(Records)

════════════════

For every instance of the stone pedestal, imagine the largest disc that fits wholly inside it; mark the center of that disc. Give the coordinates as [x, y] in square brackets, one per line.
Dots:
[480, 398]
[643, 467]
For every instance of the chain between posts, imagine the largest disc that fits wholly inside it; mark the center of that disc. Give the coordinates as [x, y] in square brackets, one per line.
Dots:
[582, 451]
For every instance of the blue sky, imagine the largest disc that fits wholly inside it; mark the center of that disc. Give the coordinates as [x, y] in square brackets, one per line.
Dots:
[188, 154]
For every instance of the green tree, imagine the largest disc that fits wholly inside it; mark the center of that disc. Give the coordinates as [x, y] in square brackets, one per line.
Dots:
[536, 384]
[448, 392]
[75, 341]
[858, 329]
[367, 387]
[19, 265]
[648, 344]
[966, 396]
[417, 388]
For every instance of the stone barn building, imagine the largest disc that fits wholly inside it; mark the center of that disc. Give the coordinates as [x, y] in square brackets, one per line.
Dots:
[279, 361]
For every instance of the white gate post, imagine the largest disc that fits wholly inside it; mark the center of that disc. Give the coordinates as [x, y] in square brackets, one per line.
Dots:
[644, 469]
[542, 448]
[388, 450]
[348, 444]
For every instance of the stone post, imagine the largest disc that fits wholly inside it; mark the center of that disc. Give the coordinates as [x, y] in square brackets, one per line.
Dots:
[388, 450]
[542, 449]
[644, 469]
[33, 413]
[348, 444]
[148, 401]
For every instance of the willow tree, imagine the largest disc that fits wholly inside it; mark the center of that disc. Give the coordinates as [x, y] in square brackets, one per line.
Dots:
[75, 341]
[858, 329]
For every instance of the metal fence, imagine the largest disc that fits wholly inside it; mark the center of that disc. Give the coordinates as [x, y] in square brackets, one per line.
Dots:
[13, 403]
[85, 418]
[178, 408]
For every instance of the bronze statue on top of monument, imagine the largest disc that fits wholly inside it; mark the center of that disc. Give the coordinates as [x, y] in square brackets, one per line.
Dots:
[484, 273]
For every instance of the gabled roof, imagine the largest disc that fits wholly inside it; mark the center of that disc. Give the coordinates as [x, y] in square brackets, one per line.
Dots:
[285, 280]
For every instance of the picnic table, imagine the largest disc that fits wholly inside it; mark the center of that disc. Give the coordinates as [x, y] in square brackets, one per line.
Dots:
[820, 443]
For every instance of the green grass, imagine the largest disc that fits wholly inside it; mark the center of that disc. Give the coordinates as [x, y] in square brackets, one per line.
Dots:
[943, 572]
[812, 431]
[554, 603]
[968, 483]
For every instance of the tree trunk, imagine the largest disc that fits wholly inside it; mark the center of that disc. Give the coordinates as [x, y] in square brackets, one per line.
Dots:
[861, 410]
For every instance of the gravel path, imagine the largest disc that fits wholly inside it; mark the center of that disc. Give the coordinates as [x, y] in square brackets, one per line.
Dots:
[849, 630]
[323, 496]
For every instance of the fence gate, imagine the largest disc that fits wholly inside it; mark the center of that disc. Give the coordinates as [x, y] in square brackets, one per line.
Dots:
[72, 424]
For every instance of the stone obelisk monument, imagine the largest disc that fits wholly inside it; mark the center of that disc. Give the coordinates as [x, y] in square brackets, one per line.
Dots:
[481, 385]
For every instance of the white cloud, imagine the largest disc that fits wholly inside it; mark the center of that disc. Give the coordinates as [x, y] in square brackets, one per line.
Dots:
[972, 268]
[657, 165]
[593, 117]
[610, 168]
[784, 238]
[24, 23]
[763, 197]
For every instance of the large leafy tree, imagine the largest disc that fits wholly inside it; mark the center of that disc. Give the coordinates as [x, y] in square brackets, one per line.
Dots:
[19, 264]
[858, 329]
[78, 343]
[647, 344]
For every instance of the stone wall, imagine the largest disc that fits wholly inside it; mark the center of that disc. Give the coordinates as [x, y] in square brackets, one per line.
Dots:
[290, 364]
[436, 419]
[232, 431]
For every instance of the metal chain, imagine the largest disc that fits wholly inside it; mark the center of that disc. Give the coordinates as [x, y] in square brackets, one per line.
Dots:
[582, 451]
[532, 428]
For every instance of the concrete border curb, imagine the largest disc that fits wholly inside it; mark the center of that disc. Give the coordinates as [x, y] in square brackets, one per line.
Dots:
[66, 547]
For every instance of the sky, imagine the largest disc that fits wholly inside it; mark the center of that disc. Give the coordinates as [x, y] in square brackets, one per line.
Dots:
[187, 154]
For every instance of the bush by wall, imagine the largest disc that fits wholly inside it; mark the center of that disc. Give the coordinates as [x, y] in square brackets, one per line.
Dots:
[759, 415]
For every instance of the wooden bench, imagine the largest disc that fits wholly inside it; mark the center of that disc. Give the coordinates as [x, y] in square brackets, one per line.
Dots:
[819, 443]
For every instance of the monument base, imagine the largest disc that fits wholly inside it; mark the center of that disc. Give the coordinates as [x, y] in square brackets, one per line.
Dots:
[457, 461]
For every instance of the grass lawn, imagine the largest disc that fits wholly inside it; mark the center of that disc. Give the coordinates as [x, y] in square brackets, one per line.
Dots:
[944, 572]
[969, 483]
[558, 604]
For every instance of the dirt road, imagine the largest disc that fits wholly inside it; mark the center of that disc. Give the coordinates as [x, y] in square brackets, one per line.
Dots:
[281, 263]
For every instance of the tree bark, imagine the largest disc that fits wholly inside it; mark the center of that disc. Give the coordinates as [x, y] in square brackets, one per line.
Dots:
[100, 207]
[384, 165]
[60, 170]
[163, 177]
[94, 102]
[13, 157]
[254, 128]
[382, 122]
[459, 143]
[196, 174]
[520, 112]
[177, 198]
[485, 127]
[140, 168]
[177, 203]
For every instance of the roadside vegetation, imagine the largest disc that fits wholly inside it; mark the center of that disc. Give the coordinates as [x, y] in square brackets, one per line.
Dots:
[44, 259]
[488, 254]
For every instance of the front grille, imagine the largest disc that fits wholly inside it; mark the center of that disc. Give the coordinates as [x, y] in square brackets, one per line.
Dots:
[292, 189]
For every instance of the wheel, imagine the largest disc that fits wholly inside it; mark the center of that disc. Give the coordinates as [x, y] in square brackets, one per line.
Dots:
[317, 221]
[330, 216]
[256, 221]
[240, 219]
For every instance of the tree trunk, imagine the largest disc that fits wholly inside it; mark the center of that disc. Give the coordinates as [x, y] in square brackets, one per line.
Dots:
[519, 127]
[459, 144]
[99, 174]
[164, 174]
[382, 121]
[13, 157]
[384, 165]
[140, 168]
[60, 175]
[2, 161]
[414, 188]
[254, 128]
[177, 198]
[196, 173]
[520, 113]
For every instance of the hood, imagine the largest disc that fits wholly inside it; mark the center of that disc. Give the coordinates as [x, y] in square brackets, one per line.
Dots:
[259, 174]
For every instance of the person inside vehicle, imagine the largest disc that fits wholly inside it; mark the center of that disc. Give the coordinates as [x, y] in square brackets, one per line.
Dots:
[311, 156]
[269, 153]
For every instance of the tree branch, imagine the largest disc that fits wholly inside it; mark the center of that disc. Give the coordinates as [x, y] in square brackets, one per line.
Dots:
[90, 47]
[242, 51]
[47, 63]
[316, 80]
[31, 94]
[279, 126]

════════════════

- JOB:
Write every line of the material above again, exactly.

- FULL SOLUTION:
For every instance of the stone pedestal, imagine the largest disc that fits wholly inside it; mark the center of that disc. Give the coordinates as [x, y] in square brackets, one per line.
Dots:
[480, 398]
[643, 467]
For every instance of the chain between posts, imagine the largest disc that fits wholly inside it; mark the center of that disc. Give the coordinates as [x, y] in square brackets, one per line.
Dots:
[582, 451]
For every instance of the blue sky, imagine the largest disc that fits wholly inside it; mark the center of that disc. Give the coordinates as [x, y] in square brackets, one per line.
Dots:
[188, 154]
For every instance of the green tree, imagine the largest disc that fits wholly inside it; mark the center of that disc. Give the coordinates as [x, y] in square brackets, one per line.
Dots:
[536, 384]
[448, 392]
[75, 341]
[858, 329]
[367, 387]
[19, 265]
[648, 344]
[966, 396]
[417, 388]
For every instance of the stone barn building, imagine the largest disc that fits wholly inside it; mark the center of that disc. Give the coordinates as [x, y] in square brackets, one per line.
Dots:
[279, 361]
For every instance of the white gate post, imagine the largest disc that fits wholly inside it; mark the center of that disc. Give the coordinates as [x, y] in square brackets, one per line.
Dots:
[644, 469]
[542, 448]
[388, 450]
[348, 444]
For every instance of the stone post, imagine the largest disc that fits wholly inside it; mark the center of that disc. Give the coordinates as [x, y] in square brackets, one per line.
Dots:
[388, 450]
[542, 449]
[644, 469]
[33, 413]
[348, 444]
[148, 401]
For every instance of the willow tree, imagine the largest disc that fits wholly inside it; mark the center of that disc. Give the coordinates as [x, y] in square brackets, one per line.
Dots:
[75, 341]
[858, 329]
For every instance of the metal fence, imagine the largest disc that fits wholly inside it; mark the center of that disc. Give the coordinates as [x, y] in square brackets, one per line.
Dots:
[13, 403]
[85, 418]
[178, 408]
For every instance of the bronze statue on top of monument, imagine the largest disc that fits wholly inside it; mark the center of that disc. Give the coordinates as [x, y] in square brackets, one per line.
Dots:
[484, 273]
For every instance of the gabled roof, imagine the largest disc that fits wholly inside it; mark the center of that disc. Give the coordinates as [x, y] in square brackets, one per line.
Dots:
[285, 280]
For every instance of the picnic table, imagine the largest disc that fits wholly inside it; mark the center of that disc. Give the coordinates as [x, y] in square brackets, one per line.
Dots:
[820, 443]
For every instance of the green grass, imagine the largest disc that fits wholly inside it; mark the center of that disc. Give the coordinates as [x, y] in square brackets, one per line.
Dots:
[943, 572]
[812, 431]
[554, 603]
[968, 483]
For every instance of the tree trunk, imagine the largest disc that fits wholly inside it; mark the center of that disc. Give the coordinates as [x, y] in square brackets, one per line.
Dots:
[861, 410]
For every instance of the gravel path, imagine the largest disc that fits wholly inside it; mark the center of that disc. Give the coordinates as [x, y] in square brackets, one per line.
Dots:
[849, 630]
[323, 496]
For every instance of the fence gate, imagine the largest disc that fits wholly inside it; mark the center of that disc. Give the coordinates as [x, y] in square brackets, one per line.
Dots:
[72, 424]
For every instance of the stone obelisk monument, imagine the largest disc that fits wholly inside it; mark the center of that disc. Give the coordinates as [x, y] in square brackets, one per line.
Dots:
[481, 385]
For every instance of the white cloud, imagine the largest disc that fits wholly inside it; mark the center of that disc. Give the coordinates as [x, y] in square brackets, one per line.
Dots:
[972, 268]
[657, 165]
[593, 117]
[610, 168]
[784, 238]
[24, 23]
[763, 197]
For every instance of the large leafy tree, imagine the largest disc that fits wholly inside it; mark the center of that disc. Give the coordinates as [x, y] in square brackets, one per line.
Dots:
[19, 264]
[858, 329]
[78, 343]
[647, 344]
For every instance of the stone wall, imagine the largest disc that fits wholly inside it; mark the center of that disc. Give the coordinates as [x, y] in square brackets, one per line.
Dots:
[290, 364]
[436, 419]
[232, 431]
For every instance of the metal chain, imagine the largest disc that fits wholly inside it; mark the center of that disc. Give the coordinates as [x, y] in square brackets, one per line.
Dots:
[582, 451]
[532, 428]
For every instance of the concrete border curb, imagine the largest disc that fits wholly inside it; mark the center of that disc. Give the coordinates as [x, y] in square brackets, one per line.
Dots:
[66, 547]
For every instance of the sky, imagine the largest disc that fits wholly inside it; mark the center of that disc. Give the coordinates as [x, y] in square brackets, one per line.
Dots:
[187, 154]
For every instance of the bush by wall, imagine the largest disc that fits wholly inside it; mark the center of that disc. Give the coordinates as [x, y] in square brackets, one per line.
Dots:
[759, 415]
For every instance of the wooden bench, imagine the largest disc that fits wholly inside it; mark the center of that disc. Give the coordinates as [x, y] in square brackets, one per line.
Dots:
[819, 443]
For every instance of the monument base, imagine the largest disc that fits wholly inside it; mark the center of that disc. Give the coordinates as [x, y] in square brackets, one per line.
Dots:
[457, 461]
For every instance of the grass lawn, imagine the largest disc that fits wholly inside it; mark the center of that disc. Give the coordinates as [x, y] in square brackets, one per line.
Dots:
[944, 572]
[969, 483]
[558, 604]
For every instance of the dirt road, imagine the largest disc that fits wholly inside it; mark the center of that disc. Give the coordinates as [x, y] in square brackets, one per line.
Dots:
[281, 263]
For every instance of the tree bark, imagine the largest disc that fits wholly inside it; mark the center of that disc. Give the coordinates as [x, y] in square brackets, one per line.
Dots:
[100, 207]
[384, 165]
[60, 170]
[163, 177]
[94, 102]
[13, 157]
[254, 128]
[382, 122]
[459, 143]
[196, 174]
[520, 112]
[177, 198]
[485, 127]
[140, 168]
[177, 203]
For every instance of the roadside vegetation, imagine the largest disc that fits wholly inside it; mark the center of that disc. Give the coordinates as [x, y] in square brackets, one per line.
Dots:
[44, 259]
[488, 254]
For every instance of the front grille, imagine the largest disc that fits wholly inside it; mark the center of that disc. Give the coordinates as [x, y] in square brackets, one per line.
Dots:
[292, 189]
For every instance of the wheel, imagine the largest disc that fits wholly inside it; mark the center of that disc. Give the coordinates as [x, y] in square brackets, one per line.
Dots:
[317, 221]
[330, 216]
[256, 221]
[240, 219]
For every instance of the tree trunk, imagine the largest disc that fits wholly inside it; mark the center of that disc. Give the coordinates as [x, y] in square brackets, one per line.
Dots:
[519, 127]
[459, 144]
[99, 174]
[164, 174]
[382, 121]
[13, 157]
[384, 165]
[140, 168]
[60, 175]
[2, 161]
[414, 188]
[254, 128]
[177, 198]
[196, 173]
[520, 113]
For every instance of the hood, imagine the largest disc that fits wholly inside it; mark the center of that disc. Give the coordinates as [x, y] in square brackets, one per line.
Dots:
[259, 174]
For every instance of the person inside vehicle, imagine the largest disc that fits wholly inside it; mark the center of that disc. Give the coordinates as [x, y] in square brackets, one per line.
Dots:
[311, 156]
[269, 153]
For every instance of the tree branch, imagine the largest disc that fits wholly inside it; mark the center of that disc. Give the coordinates as [x, y] in square brackets, one per line.
Dots:
[90, 47]
[242, 51]
[47, 63]
[316, 80]
[31, 94]
[279, 126]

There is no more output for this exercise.